Reading passage:

────────────────────

2. passivate the materials as much as possible - slows thing down.
3. use a non-electrolytic coolant fluid.
used together, all these work well and cooling systems can last many years with no obvious or at least, minimal degradation.
but what are the practical realities?
a. people tend to introduce electrolytes into their cooling system - the use of tap water being the prime example. not great, but it's life. and cars don't last forever.
b. use of the above can in fact cause some passivation. for example, buildup of calcium carbonate in a cooling system can slow down corrosion rates since it interferes with electron flow. but it also interferes with heat transfer, a strongly negative and unwanted side-effect. again, not great, but it happens. indeed, as a passivation strategy, silicates were use as a corrosion inhibitor in cheap antifreeze for this reason - it passivated the system by coating it. [but it also coated and ruined pump seals]
c. when, inevitably, a cooling system treated as above becomes too inefficient and fails and a radiator is replaced, the new radiator can fail rapidly afterwards. why?

────────────────────

Exercise set:
a. In the text on cooling systems, rewrite the paragraph beginning "a. people tend to introduce electrolytes" as a single shorter sentence that keeps its main facts.
b. Count the lines of the listing that contain the word "white", treating uppercase and lowercase as different.
The text on cooling systems has no connection to the listing that comes after it.

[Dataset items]
────────────────────

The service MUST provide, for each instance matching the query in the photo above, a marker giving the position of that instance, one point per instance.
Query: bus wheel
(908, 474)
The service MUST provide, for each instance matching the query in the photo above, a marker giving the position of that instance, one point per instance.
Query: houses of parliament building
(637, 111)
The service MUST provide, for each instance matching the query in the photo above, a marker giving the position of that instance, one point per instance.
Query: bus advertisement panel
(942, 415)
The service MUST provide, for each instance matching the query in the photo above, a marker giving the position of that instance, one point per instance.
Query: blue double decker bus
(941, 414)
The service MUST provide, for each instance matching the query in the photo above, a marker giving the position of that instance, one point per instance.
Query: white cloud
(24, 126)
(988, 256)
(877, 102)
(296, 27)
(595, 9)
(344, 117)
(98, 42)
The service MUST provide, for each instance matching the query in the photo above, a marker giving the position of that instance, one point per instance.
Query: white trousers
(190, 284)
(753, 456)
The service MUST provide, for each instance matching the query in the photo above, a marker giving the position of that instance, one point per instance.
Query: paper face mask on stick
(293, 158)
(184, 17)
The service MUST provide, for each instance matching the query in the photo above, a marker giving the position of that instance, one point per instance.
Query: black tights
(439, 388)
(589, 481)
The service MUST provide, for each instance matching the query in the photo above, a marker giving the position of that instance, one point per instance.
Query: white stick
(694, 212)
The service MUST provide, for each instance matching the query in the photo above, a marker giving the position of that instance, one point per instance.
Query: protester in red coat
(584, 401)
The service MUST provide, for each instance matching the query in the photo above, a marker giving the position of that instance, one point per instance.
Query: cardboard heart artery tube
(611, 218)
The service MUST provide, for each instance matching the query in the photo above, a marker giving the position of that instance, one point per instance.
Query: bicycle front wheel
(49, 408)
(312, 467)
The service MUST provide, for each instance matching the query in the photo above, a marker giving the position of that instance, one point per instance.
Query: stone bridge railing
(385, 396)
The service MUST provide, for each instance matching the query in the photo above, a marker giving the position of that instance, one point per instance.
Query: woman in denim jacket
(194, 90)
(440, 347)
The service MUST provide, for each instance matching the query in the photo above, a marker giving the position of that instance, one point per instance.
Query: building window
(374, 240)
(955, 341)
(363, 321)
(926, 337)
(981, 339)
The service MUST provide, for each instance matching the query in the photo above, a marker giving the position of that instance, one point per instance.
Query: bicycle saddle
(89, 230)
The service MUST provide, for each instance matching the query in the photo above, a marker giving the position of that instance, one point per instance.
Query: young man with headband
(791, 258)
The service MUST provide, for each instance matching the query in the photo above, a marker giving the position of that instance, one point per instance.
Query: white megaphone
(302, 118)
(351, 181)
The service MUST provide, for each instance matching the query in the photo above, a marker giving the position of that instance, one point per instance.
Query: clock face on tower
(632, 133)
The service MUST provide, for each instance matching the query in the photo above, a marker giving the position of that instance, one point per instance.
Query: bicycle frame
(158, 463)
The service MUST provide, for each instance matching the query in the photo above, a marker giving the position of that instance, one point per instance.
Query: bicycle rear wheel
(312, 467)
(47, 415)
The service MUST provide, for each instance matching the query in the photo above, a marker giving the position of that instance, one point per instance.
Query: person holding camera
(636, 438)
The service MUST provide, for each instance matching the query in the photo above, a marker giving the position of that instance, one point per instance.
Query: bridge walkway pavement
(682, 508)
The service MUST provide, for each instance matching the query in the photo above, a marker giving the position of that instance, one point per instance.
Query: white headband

────────────────────

Per-task outputs:
a. People often put electrolytes into their cooling systems, mainly by using tap water, which is not ideal but is common, and cars don't last forever anyway.

b. 5